Tussen 1906 en 1910 is zijn leven slecht gedocumenteerd. Morihei Ueshiba zet zijn gezinsleven in zijn geboorteplaats Tanabe verder en zoekt naar zijn houding t.o.v. het autoritair regime van de toenmalige regering van de prefectuur Wakayama. Hier raakte hij bevriend met de schrijver en filosoof Minakata Kumagusu en raakte betrokken bij de oppositie van Minakata tegen het heiligdomconsolidatie beleid van de Meiji-regering.


Verschillende impulsieve protesten leiden tot zijn arrestatie in 1910. Morihei wordt "begeleid" door de overheid door hem verantwoordelijkheid te geven over de plattelandsontwikkeling van verschillende nederzettingen te Hokkaido, helemaal in het noorden van Japan onder barre klimaatomstandigheden (ook omdat zijn moeder, van Japanse adel, niet zou geassocieerd worden met demonstranten tegen het bewind).

============

*VEREISTE HANDELINGEN:*
1. Schrijf het stuk uit de tekst over Morihei Ueshiba opnieuw uit, beginnend bij "Verschillende impulsieve protesten" en doorlopend tot en met "tegen het bewind).". Vervang daarin "Hokkaido" door "Sachalin".
2. In welk jaar werd Morihei Ueshiba volgens de tekst over zijn leven gearresteerd?

*RUWE GEGEVENS:*
============

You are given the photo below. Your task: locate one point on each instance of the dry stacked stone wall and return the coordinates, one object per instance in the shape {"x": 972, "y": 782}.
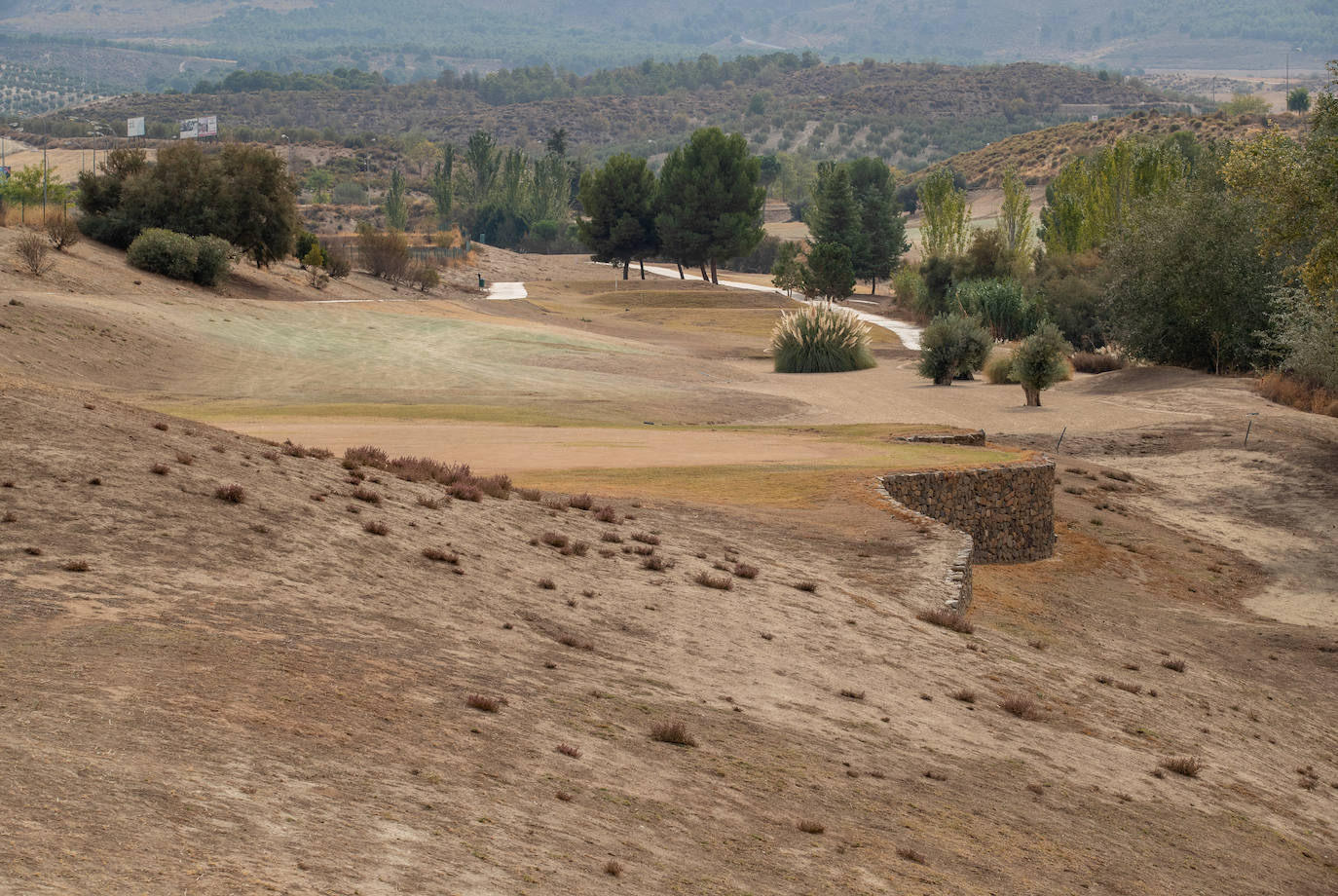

============

*UITGEWERKTE OPDRACHT:*
1.
Verschillende impulsieve protesten leiden tot zijn arrestatie in 1910. Morihei wordt "begeleid" door de overheid door hem verantwoordelijkheid te geven over de plattelandsontwikkeling van verschillende nederzettingen te Sachalin, helemaal in het noorden van Japan onder barre klimaatomstandigheden (ook omdat zijn moeder, van Japanse adel, niet zou geassocieerd worden met demonstranten tegen het bewind).

2. In 1910.